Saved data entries

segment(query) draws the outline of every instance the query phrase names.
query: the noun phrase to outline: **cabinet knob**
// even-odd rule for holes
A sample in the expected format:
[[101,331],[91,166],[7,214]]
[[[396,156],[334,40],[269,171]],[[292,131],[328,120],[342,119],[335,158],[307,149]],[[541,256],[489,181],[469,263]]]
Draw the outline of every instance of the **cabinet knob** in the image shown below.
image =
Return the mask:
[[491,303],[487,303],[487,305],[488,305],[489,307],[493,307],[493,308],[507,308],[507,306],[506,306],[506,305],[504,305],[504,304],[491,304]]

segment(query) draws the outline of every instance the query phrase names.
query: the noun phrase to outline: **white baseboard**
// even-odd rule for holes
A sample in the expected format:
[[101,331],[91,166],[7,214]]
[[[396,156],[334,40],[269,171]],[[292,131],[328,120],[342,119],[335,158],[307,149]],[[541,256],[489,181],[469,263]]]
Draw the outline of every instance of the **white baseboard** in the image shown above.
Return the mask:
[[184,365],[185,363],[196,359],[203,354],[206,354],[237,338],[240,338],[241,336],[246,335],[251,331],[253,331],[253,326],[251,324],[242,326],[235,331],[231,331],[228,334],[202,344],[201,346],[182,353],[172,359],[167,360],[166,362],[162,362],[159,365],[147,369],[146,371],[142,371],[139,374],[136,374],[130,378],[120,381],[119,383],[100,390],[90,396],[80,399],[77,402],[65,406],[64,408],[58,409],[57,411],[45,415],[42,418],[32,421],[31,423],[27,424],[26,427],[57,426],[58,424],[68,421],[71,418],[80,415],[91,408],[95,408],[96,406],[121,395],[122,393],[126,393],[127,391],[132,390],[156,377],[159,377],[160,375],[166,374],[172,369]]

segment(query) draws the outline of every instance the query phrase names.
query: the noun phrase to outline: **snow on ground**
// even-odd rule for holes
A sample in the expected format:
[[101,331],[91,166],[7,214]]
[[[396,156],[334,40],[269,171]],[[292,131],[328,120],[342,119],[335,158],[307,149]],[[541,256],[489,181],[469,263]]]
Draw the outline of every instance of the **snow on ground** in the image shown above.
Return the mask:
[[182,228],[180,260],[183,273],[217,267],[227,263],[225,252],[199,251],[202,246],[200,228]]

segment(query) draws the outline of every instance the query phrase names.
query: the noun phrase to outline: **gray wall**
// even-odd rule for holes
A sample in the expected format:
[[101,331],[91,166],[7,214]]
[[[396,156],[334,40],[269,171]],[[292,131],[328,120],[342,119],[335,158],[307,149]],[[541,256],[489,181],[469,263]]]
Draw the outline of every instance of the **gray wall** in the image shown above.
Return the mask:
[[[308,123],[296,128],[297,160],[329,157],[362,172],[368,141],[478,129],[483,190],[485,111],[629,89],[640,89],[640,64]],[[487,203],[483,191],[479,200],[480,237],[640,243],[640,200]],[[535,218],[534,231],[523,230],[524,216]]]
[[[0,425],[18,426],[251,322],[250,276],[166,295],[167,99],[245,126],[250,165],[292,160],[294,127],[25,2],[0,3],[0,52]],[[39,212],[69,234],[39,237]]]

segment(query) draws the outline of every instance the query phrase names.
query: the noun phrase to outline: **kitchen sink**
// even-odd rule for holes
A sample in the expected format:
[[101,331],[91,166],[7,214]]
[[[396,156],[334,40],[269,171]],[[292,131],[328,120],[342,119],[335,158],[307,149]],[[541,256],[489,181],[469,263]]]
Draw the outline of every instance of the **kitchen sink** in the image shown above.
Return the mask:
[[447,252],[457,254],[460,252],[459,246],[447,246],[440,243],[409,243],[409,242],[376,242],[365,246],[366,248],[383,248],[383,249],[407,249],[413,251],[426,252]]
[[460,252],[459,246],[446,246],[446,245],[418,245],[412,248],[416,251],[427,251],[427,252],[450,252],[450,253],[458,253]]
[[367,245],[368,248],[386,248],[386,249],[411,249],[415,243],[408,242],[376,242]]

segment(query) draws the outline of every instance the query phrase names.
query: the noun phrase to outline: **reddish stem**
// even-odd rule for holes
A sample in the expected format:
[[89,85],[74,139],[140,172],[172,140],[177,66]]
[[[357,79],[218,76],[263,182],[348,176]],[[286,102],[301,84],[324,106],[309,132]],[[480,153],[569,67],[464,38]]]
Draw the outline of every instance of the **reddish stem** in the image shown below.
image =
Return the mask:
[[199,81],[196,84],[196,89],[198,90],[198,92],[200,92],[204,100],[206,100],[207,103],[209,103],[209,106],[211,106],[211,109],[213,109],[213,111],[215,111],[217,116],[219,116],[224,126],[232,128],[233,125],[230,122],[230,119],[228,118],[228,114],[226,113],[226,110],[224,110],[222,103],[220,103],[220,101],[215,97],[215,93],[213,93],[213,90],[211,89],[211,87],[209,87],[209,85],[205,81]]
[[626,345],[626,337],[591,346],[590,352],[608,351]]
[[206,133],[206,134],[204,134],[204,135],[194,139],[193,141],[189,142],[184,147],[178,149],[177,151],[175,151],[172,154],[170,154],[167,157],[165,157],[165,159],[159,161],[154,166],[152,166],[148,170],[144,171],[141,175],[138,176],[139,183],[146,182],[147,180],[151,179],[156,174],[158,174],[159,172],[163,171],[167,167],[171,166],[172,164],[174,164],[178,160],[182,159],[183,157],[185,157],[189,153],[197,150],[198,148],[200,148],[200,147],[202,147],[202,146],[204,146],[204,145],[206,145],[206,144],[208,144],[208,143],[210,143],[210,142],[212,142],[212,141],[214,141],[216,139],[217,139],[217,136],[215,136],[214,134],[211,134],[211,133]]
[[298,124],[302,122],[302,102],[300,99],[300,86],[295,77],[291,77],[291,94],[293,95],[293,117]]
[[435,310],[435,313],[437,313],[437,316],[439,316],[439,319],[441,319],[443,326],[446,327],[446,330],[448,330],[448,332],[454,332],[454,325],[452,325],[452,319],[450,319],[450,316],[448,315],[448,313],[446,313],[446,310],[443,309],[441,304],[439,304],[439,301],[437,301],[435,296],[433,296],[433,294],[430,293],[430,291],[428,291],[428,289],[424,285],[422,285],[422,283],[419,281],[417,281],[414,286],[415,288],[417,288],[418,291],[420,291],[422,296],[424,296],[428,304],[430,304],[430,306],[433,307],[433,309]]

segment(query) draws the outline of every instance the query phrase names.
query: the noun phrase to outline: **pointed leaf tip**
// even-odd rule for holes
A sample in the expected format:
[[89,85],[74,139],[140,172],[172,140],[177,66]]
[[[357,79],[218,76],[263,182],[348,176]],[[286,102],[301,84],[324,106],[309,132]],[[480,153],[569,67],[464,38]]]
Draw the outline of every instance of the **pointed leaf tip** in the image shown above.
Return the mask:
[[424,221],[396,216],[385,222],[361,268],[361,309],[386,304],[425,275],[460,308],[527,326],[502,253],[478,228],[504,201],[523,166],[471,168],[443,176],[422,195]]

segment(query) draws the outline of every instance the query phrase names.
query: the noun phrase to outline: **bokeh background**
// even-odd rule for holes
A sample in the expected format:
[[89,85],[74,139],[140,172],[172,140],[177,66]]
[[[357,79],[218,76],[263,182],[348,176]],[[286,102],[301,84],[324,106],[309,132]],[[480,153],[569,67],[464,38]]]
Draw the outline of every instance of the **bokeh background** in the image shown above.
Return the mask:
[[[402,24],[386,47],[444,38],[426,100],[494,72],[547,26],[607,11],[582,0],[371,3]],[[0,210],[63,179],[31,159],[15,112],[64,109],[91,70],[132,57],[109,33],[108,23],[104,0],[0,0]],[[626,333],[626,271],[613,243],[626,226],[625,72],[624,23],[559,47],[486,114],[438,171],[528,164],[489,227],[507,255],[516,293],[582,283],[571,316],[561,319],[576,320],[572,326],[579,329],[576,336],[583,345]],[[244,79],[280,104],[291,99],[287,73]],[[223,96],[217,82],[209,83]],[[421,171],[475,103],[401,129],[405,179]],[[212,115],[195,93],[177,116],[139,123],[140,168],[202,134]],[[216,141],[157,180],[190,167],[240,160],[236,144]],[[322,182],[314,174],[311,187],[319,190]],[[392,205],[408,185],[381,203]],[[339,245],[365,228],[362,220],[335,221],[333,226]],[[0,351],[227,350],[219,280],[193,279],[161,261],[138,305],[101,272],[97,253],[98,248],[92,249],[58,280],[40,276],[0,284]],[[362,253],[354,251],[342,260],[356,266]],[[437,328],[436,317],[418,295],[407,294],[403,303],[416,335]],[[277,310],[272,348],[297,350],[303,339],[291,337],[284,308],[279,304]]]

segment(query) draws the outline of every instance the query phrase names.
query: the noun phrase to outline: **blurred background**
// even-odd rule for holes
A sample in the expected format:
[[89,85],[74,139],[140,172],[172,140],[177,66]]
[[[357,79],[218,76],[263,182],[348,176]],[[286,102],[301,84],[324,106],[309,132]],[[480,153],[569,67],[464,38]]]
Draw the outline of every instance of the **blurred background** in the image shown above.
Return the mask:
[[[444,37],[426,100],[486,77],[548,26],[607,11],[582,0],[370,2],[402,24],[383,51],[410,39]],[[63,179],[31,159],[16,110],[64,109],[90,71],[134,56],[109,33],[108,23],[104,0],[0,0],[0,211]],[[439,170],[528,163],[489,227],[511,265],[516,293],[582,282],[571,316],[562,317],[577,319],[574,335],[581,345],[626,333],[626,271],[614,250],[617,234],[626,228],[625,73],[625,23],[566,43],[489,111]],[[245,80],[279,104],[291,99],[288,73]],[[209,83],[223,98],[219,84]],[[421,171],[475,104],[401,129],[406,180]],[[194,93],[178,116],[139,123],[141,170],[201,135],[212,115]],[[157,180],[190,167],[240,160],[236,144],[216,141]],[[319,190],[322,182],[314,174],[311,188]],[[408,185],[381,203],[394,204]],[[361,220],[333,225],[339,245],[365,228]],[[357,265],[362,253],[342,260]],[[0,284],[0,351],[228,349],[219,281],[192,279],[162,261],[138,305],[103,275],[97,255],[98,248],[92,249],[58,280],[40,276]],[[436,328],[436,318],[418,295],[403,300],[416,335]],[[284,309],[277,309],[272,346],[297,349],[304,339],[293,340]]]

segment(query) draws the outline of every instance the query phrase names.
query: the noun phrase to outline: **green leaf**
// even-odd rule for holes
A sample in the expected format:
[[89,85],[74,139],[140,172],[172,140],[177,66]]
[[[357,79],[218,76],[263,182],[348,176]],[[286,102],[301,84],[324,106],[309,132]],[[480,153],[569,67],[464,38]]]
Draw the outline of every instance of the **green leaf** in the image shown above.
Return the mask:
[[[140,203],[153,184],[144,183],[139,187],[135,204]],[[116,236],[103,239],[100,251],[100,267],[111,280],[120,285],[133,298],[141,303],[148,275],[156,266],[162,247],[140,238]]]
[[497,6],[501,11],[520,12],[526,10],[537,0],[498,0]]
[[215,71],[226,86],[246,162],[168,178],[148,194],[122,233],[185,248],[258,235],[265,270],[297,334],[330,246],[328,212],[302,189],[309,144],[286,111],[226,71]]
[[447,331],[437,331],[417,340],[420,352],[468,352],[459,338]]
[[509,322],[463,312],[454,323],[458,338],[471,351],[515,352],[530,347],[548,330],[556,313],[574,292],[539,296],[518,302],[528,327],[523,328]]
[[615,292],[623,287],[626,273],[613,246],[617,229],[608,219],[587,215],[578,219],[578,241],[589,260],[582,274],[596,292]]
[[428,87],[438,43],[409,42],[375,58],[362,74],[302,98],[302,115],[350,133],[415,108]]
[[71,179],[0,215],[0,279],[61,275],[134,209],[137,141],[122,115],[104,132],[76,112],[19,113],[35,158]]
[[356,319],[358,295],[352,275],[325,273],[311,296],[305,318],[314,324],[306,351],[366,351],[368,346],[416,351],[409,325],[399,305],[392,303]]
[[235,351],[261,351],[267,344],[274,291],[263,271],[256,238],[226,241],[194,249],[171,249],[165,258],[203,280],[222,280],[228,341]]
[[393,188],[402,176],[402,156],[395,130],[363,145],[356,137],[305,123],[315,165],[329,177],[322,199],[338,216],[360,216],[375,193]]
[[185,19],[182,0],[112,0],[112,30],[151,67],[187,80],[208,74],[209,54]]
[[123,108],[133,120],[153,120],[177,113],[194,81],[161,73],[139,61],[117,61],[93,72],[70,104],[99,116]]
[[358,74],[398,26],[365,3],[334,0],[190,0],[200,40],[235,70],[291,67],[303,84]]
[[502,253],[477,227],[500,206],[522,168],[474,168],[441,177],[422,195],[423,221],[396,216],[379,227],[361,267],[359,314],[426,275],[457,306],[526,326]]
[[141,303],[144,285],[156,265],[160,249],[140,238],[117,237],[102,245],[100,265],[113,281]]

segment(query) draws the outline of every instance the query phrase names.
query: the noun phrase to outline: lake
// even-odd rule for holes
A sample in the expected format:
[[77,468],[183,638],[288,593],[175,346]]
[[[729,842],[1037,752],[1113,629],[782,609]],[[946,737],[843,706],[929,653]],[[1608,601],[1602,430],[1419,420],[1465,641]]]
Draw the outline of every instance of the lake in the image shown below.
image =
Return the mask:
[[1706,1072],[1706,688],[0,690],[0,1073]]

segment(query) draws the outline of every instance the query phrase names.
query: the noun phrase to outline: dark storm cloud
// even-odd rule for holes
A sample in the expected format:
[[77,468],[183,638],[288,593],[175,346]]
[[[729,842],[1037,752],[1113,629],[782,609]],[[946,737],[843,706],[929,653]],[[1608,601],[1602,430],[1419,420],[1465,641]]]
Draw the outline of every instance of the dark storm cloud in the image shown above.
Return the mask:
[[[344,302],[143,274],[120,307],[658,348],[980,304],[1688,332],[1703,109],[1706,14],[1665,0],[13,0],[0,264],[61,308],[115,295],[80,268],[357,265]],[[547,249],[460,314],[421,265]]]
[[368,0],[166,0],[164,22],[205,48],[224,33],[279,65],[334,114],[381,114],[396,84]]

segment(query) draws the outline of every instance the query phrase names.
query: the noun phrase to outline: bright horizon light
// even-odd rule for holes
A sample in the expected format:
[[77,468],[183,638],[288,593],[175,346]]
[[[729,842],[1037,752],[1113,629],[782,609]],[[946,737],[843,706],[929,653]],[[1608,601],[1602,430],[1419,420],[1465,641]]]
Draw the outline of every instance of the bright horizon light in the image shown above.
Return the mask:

TO DO: In the entries above, find each line with the word "knob" and copy it.

RESULT:
query: the noun phrase to outline: **cabinet knob**
Draw the outline of every instance of the **cabinet knob** in the image shown below.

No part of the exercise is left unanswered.